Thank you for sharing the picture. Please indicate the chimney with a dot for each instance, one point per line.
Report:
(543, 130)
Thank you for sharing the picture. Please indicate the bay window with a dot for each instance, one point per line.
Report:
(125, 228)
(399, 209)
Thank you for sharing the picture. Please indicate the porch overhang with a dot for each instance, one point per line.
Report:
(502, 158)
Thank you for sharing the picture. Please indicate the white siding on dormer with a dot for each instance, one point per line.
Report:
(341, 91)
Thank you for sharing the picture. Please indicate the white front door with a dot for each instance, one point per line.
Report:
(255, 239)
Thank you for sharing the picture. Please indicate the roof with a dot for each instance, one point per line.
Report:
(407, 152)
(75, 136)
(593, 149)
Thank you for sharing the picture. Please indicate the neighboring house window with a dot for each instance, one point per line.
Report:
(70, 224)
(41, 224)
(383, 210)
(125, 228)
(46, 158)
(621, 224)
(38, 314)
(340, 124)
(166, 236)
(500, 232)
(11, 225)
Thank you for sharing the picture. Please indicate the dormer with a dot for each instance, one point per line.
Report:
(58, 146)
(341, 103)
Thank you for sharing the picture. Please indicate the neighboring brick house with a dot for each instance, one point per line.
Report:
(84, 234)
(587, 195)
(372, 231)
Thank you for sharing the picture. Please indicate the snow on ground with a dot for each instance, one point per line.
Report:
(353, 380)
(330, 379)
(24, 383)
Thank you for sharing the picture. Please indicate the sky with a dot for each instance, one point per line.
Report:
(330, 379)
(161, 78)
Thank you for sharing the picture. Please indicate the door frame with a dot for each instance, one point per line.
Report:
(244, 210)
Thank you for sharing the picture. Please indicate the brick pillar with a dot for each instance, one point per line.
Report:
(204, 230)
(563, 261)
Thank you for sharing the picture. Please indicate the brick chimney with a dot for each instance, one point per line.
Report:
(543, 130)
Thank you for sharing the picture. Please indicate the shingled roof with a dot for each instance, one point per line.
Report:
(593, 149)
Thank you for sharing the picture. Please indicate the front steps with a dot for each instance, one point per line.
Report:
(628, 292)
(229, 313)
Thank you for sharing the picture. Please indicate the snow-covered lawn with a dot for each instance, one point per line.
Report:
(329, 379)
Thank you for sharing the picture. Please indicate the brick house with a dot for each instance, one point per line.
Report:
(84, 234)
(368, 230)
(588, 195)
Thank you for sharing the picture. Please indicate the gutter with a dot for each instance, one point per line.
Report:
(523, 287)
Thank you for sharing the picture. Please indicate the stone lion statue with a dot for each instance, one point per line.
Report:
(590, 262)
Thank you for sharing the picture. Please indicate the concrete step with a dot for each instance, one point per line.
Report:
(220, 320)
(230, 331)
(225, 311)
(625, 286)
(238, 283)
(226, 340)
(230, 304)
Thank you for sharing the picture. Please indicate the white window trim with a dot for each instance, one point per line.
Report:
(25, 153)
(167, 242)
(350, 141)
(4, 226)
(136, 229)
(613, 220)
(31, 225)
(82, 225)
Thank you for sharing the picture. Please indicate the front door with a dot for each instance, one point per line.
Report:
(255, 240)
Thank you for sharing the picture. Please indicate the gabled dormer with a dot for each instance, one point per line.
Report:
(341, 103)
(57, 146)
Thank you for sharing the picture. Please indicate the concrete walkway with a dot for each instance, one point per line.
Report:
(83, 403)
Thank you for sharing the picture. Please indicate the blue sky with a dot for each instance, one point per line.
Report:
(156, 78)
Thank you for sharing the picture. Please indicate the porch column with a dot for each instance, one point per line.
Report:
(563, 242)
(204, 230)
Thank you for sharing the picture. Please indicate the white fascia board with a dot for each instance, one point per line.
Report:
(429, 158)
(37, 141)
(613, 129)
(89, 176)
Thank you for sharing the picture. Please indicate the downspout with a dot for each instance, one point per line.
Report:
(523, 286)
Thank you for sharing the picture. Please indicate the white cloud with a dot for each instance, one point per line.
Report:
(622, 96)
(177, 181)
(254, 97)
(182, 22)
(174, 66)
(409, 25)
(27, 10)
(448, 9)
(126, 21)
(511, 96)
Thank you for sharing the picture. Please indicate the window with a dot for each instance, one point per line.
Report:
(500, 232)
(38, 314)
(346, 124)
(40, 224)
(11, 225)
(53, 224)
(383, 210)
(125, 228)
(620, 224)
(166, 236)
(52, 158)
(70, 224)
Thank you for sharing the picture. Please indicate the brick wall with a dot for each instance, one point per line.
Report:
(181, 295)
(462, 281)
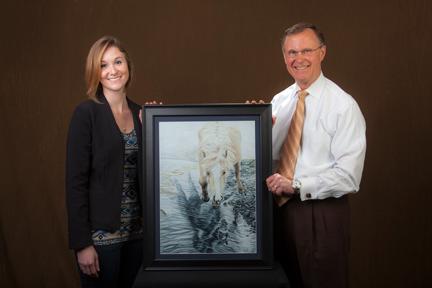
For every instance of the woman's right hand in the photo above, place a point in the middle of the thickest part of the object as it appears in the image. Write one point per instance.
(88, 261)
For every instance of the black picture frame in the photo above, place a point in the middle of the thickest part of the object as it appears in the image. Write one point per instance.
(168, 247)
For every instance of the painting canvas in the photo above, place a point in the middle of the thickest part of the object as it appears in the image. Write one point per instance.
(207, 186)
(205, 200)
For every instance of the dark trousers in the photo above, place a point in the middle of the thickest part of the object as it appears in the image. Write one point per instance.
(118, 263)
(313, 242)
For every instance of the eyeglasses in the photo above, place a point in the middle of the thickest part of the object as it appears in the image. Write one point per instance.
(304, 52)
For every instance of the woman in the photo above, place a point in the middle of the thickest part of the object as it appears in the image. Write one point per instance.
(102, 172)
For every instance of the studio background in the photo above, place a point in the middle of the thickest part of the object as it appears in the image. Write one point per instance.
(195, 51)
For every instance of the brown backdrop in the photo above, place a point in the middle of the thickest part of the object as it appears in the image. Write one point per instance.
(217, 51)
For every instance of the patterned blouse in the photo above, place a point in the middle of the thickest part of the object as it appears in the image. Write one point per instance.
(130, 209)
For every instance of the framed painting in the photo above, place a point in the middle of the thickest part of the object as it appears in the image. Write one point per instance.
(205, 202)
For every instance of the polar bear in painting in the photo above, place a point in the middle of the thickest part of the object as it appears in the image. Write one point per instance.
(219, 150)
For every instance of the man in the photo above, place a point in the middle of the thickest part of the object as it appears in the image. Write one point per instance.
(314, 175)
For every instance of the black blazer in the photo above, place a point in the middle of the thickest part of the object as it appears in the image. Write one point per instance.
(94, 170)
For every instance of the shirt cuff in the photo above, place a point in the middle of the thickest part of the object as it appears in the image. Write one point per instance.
(308, 190)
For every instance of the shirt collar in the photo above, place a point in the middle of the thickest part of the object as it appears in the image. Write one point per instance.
(315, 89)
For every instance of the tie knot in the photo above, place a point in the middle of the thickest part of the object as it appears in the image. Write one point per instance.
(302, 94)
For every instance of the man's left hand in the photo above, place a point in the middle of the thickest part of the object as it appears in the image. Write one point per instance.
(279, 185)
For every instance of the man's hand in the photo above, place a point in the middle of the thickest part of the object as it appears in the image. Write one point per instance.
(88, 261)
(279, 185)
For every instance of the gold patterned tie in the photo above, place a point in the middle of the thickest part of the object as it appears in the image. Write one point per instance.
(291, 146)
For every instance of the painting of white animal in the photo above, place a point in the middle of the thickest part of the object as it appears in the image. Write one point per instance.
(219, 150)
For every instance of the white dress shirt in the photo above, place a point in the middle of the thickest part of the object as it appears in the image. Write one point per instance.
(333, 147)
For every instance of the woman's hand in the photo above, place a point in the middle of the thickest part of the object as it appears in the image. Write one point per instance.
(254, 102)
(88, 261)
(153, 102)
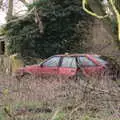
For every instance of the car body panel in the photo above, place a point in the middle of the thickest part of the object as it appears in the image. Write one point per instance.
(58, 69)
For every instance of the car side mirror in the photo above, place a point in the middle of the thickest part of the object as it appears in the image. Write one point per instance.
(41, 65)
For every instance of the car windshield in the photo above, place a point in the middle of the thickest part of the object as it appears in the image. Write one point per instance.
(100, 60)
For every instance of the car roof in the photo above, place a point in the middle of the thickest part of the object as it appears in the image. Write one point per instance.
(76, 55)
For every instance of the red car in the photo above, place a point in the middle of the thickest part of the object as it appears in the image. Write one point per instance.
(69, 65)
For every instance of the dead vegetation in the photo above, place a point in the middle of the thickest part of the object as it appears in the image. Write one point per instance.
(50, 99)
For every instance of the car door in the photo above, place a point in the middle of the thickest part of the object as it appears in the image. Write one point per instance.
(89, 66)
(68, 66)
(50, 66)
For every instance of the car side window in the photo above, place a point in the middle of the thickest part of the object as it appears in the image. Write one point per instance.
(69, 62)
(84, 61)
(52, 62)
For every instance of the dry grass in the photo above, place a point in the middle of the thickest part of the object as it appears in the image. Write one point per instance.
(50, 99)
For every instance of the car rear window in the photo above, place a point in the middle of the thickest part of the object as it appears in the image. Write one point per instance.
(97, 58)
(84, 61)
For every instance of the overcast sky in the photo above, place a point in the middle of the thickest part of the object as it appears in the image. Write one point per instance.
(18, 6)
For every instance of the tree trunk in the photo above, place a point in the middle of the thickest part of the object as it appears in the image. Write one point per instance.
(10, 10)
(104, 39)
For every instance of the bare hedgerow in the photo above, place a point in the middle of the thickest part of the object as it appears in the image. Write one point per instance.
(99, 99)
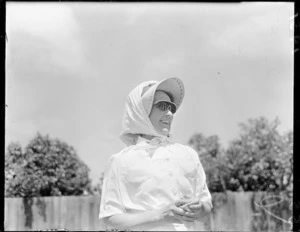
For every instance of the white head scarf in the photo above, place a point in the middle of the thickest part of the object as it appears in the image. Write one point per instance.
(135, 118)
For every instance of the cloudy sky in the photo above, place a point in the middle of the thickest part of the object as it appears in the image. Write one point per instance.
(70, 66)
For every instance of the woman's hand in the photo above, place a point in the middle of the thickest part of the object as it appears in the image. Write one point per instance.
(193, 209)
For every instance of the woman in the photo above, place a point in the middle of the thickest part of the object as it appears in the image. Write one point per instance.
(154, 184)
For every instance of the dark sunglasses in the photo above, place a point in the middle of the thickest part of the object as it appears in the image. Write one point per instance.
(163, 106)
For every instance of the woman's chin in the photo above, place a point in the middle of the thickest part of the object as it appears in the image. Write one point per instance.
(165, 131)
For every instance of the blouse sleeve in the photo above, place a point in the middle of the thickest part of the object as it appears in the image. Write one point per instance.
(202, 191)
(111, 201)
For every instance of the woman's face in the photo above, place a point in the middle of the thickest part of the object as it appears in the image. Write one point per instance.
(161, 119)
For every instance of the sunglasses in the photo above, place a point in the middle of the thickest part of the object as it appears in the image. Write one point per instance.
(163, 106)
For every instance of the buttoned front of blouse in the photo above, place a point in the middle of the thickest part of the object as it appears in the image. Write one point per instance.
(150, 176)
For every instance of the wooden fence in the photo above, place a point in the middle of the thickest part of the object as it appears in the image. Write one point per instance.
(232, 212)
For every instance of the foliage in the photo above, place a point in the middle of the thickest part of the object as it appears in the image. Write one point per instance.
(97, 188)
(260, 159)
(47, 167)
(211, 157)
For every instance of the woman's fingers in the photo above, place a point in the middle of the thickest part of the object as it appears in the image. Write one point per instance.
(181, 202)
(196, 206)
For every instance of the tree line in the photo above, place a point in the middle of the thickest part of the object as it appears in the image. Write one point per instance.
(258, 159)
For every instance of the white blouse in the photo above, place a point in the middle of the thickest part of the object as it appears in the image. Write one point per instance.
(151, 175)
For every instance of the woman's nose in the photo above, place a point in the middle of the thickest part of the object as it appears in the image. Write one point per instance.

**PROBLEM TO SOLVE**
Every line above in which the word "chimney" is present must be copied into the answer.

**EXERCISE ANSWER**
Thank you for sharing the picture. Please indicate the chimney with a dot for each instance, one point per line.
Thank you for sharing the picture. Please indicate the brick chimney with a dot for each instance, one point per line.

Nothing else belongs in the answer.